**PASSAGE TO READ:**
"""

Interview with Owen Kydd
Owen Kydd is a Los Angeles–based artist who has recently garnered attention for his “durational photographs,” video works that run four to six minutes and explore the interstitial space between still photography and cinema. Curator Charlotte Cotton discussed Kydd’s work in her article “Nine Years, A Million Conceptual Miles,” published in Aperture’s Spring 2013 issue. Here, Kydd speaks with Aperture about his work and its relation to still imagery, experimental cinema, and technology. The interview is one of a series of online-only texts commissioned to accompany the Spring 2013 issue, “Hello, Photography,” which examines the state of the medium in a time of great change. —The Editors
Owen Kydd, Excerpt from Canvas Leaves, Torso, and Lantern, 2011, video on forty-inch display screenAperture: How did you arrive at the concept of “durational photographs”?
Owen Kydd: I was thinking about the differences between cinematic moments with photographic qualities and static images with time added and decided that “durational” applied more to the latter. The idea of duration as “incomplete time” seemed to be a way of categorizing a flow of pictures without relying on models drawn from cinematic discourse. It was not a direct challenge to the definition of cinema—my work would likely fall into a strict definition of that category—but a way of proposing the possibility of undoing the time signature of the photograph. Whether a snapshot or a tableau, a photograph denotes the flow of time by its very lack of duration. It reveals the possibility of two types of time, one that is frozen and one that is always mobile. I am trying to reverse the typical effect of the still photograph, to ask people to think about creating stillness out of duration. It’s a performance of photography that I don’t think occurs so readily in the narrative activity of cinema.
AP: Photography’s evolution has always been determined by technology and your work reflects the fact that many cameras can now shoot both stills and video.

"""

**YOUR GOAL:** Extend the interview with Owen Kydd above, picking up after its final line.

**DATASET:**

"""

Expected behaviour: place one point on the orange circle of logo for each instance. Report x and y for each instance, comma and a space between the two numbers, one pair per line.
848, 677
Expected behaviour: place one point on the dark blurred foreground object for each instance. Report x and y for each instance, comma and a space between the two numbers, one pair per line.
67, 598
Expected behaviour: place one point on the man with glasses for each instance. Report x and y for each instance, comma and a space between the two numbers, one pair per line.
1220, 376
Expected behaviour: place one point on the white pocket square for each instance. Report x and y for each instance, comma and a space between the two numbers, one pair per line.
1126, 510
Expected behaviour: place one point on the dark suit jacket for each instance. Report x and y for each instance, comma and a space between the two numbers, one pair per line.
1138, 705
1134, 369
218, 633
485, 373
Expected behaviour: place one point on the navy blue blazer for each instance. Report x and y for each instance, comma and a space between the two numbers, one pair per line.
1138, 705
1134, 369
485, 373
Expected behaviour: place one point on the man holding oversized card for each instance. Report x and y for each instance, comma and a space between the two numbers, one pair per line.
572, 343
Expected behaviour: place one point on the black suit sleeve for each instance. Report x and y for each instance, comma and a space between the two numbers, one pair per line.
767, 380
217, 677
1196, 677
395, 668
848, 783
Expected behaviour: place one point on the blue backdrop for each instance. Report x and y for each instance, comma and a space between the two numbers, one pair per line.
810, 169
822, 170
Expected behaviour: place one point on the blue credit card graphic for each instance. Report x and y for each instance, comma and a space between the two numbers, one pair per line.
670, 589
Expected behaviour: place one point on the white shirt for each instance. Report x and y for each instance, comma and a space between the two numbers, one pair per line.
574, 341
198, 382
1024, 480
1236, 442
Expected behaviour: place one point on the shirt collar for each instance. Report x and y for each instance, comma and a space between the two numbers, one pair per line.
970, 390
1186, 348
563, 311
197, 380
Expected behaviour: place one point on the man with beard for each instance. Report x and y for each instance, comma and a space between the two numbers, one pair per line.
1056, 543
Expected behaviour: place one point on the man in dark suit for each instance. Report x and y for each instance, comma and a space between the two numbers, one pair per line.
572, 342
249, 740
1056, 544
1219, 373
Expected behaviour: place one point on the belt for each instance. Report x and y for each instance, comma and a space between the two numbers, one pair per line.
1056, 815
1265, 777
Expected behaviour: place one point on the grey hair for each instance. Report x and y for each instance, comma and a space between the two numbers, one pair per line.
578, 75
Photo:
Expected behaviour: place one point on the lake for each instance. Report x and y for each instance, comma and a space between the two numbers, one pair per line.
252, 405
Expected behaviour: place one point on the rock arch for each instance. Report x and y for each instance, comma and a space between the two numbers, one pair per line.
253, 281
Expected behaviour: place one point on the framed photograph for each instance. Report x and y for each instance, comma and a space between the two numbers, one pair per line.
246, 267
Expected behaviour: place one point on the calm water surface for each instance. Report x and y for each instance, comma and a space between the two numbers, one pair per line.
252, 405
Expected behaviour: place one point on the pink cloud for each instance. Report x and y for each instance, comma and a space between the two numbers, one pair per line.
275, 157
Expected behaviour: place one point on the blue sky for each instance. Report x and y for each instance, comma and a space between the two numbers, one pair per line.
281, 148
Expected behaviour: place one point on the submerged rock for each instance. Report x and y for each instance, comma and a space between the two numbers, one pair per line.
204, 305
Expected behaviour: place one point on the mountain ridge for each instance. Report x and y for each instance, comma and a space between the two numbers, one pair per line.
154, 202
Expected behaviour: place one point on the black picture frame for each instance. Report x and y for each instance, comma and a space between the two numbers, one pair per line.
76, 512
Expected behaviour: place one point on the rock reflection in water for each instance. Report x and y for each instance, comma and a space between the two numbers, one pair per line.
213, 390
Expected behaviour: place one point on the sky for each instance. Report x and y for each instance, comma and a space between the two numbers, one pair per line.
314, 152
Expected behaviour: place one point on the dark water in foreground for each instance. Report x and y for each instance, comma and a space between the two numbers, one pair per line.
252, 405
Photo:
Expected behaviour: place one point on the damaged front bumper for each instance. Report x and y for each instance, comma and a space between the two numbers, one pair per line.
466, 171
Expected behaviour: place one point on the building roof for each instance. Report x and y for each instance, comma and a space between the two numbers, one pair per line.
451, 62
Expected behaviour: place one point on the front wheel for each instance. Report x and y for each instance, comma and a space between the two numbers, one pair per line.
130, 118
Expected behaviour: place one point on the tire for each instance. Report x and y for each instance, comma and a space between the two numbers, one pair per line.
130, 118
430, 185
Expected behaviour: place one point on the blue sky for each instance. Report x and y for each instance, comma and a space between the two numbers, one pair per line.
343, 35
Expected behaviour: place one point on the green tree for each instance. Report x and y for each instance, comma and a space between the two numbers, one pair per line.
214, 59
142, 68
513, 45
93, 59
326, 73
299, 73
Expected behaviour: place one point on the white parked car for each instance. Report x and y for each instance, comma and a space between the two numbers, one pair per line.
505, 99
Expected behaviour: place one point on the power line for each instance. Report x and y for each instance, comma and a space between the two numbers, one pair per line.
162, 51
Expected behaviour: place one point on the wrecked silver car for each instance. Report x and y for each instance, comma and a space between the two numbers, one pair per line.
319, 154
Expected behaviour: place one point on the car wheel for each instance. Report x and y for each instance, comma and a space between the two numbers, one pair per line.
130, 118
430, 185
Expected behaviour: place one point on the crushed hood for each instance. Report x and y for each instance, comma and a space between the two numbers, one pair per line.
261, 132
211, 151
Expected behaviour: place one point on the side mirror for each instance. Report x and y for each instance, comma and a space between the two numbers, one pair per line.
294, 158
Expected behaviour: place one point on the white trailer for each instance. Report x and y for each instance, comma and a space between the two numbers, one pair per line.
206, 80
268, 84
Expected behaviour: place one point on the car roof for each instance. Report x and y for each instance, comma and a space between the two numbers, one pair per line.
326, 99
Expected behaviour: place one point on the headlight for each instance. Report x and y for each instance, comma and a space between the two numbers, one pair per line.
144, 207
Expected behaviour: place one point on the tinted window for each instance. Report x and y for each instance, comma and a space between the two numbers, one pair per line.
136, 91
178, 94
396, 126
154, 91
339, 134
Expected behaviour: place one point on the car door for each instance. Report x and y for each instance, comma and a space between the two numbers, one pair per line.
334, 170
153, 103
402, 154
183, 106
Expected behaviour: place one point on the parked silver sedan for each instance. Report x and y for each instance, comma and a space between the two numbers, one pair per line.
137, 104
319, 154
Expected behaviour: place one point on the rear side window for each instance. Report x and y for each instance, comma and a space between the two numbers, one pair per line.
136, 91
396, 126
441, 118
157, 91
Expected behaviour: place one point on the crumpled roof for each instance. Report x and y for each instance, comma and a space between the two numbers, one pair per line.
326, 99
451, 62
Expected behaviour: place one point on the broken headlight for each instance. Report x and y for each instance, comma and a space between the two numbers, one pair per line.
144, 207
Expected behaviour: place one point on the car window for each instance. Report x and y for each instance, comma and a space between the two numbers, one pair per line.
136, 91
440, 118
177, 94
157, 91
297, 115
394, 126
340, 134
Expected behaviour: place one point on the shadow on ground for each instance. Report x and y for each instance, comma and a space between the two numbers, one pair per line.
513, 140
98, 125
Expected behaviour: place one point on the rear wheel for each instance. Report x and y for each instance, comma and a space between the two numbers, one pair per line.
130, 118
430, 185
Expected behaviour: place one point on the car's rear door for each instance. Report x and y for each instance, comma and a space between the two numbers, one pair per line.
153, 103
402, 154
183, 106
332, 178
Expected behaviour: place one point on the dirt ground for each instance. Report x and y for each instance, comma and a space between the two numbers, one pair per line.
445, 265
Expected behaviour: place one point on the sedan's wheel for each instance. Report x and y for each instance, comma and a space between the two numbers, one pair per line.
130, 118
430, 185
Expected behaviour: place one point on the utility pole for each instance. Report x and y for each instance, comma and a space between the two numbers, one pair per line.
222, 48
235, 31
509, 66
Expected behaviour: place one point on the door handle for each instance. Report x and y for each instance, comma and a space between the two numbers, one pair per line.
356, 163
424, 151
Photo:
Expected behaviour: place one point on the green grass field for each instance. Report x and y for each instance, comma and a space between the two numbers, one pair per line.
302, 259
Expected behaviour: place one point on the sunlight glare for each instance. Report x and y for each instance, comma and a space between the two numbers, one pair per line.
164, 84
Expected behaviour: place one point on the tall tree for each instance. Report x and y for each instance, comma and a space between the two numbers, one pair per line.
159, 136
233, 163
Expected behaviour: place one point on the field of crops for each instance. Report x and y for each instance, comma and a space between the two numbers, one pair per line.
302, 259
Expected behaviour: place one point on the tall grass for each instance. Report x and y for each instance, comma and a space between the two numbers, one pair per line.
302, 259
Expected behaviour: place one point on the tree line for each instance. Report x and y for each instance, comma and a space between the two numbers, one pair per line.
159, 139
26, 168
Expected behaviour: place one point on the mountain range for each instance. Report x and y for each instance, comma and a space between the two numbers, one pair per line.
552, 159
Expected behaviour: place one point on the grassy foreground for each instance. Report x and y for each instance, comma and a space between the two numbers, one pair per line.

"""

**REPLY:**
OK: That’s exactly it. I started making this work in 2006, when still cameras began to include decent video options. It seems so normal now, but I think when we look back at this development it will be seen not only as a democratization of filmmaking, but also as a considerable marker in the history of still images. In addition to these hybrid cameras, flat screens with resolution that made video look photographic became affordable. Before this people had to rely on projectors, which meant a darkened room, and, even in the gallery space, that’s cinema. It was really in about 2005 or 2006 that technology allowed duration to be a constant variable. I was hoping my project would retroactively define certain conditions of still photographs while actively reversing the absolute time of the photograph.
AP: Can you talk more about what you wanted to explore about “the conditions of still photographs”?
OK: I was looking for a set of “static” conditions that would make something look like it was in the middle of being photographed, even when in motion. That’s a difficult effect to categorize, and I decided that instead of directly trying to reproduce a set of photographic circumstances, I should start by confronting things that I found limiting in photography. I guessed that I might find this in the some of the clichés of the medium; for example, I started with straight or documentary photographs because they were problematic for me as still images. I wanted to know if adding time could allow me to avoid some classic presumptions associated with the documentary form yet still make good pictures. I was asking questions: if the subject of a photograph moves, can I say I’ve captured something decisive? And if not, can I create an image that continues to hold this type of charged moment?
Owen Kydd, Excerpt from Two-Way Polyester Flowers (For L.B.), 2012, video on forty-inch display screenAP: What was problematic to you about documentary images?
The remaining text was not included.